*** GIVEN INFORMATION ***

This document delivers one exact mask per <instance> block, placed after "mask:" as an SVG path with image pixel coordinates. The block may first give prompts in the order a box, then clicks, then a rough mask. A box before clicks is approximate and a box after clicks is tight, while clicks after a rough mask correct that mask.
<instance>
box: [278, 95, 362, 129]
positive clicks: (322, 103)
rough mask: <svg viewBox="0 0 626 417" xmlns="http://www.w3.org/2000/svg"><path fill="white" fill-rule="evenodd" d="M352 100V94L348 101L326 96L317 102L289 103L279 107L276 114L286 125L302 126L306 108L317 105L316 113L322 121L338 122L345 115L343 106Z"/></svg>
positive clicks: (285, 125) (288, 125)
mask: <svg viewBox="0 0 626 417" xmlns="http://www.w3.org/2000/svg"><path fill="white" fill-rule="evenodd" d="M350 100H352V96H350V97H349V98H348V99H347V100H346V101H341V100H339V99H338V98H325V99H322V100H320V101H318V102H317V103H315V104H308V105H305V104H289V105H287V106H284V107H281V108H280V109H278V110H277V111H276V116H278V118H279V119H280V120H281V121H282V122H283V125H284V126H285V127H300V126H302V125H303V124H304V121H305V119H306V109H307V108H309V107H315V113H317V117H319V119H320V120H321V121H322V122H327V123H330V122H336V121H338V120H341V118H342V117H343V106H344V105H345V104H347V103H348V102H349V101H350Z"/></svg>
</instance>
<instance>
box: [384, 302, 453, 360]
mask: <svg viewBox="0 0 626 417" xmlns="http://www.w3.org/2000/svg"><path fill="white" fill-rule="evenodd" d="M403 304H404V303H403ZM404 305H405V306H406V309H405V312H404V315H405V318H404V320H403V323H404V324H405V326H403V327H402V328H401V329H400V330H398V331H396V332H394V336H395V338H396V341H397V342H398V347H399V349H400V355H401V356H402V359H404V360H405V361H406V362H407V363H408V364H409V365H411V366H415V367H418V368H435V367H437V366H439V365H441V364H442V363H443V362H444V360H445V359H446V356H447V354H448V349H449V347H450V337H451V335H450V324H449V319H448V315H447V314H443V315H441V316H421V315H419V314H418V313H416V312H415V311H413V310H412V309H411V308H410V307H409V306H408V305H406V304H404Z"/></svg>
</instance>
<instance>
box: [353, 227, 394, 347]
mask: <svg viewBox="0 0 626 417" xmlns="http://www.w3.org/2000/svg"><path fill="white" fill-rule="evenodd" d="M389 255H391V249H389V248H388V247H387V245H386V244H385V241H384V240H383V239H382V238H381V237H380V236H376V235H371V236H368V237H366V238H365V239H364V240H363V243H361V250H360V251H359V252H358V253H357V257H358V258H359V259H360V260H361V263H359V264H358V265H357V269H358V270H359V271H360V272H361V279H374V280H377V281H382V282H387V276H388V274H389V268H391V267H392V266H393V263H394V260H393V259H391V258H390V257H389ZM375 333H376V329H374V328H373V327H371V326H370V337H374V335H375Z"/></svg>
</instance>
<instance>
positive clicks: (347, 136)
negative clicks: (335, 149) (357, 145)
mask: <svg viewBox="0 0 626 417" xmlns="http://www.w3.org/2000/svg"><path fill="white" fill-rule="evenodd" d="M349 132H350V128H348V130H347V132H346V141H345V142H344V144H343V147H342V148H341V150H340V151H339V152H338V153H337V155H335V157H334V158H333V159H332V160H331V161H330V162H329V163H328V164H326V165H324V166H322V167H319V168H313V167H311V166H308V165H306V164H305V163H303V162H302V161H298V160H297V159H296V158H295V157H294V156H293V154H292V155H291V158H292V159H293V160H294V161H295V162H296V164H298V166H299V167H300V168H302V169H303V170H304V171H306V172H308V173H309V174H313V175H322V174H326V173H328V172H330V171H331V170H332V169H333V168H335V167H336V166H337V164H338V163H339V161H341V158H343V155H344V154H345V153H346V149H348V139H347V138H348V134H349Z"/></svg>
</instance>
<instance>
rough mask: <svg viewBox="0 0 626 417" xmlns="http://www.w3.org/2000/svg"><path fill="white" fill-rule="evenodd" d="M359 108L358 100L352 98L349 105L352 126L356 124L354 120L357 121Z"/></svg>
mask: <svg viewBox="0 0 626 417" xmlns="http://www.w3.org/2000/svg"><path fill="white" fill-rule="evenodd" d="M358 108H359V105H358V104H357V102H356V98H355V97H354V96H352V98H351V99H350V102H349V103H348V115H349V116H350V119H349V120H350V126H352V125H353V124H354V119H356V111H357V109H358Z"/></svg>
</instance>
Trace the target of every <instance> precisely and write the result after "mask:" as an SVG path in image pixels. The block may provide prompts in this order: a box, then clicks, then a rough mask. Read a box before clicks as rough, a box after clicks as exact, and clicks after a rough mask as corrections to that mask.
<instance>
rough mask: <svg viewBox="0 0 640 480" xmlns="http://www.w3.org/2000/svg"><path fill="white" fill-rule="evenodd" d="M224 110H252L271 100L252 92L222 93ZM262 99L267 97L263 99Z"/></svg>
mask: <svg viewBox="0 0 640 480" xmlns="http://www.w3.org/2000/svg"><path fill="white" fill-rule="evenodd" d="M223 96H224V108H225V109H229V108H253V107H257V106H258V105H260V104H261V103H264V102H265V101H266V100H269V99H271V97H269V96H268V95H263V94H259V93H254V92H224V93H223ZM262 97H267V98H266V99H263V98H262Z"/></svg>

*** End of GIVEN INFORMATION ***

TASK REQUIREMENTS:
Edit the lines from the first one through the line with "positive clicks: (285, 125) (288, 125)" so that every "clicks" becomes "taps", and give only those lines with nothing else changed.

SOLUTION FOR THIS EXERCISE:
This document delivers one exact mask per <instance> block, placed after "mask:" as an SVG path with image pixel coordinates. The block may first give prompts in the order a box, then taps, then a rough mask. A box before taps is approximate and a box after taps is tight, while taps after a rough mask correct that mask.
<instance>
box: [278, 95, 362, 129]
positive taps: (322, 103)
rough mask: <svg viewBox="0 0 626 417" xmlns="http://www.w3.org/2000/svg"><path fill="white" fill-rule="evenodd" d="M352 100V94L348 101L326 96L317 102L289 103L279 107L276 114L286 125L302 126L306 108L317 105L316 113L322 121L338 122L345 115L343 106Z"/></svg>
positive taps: (285, 125) (288, 125)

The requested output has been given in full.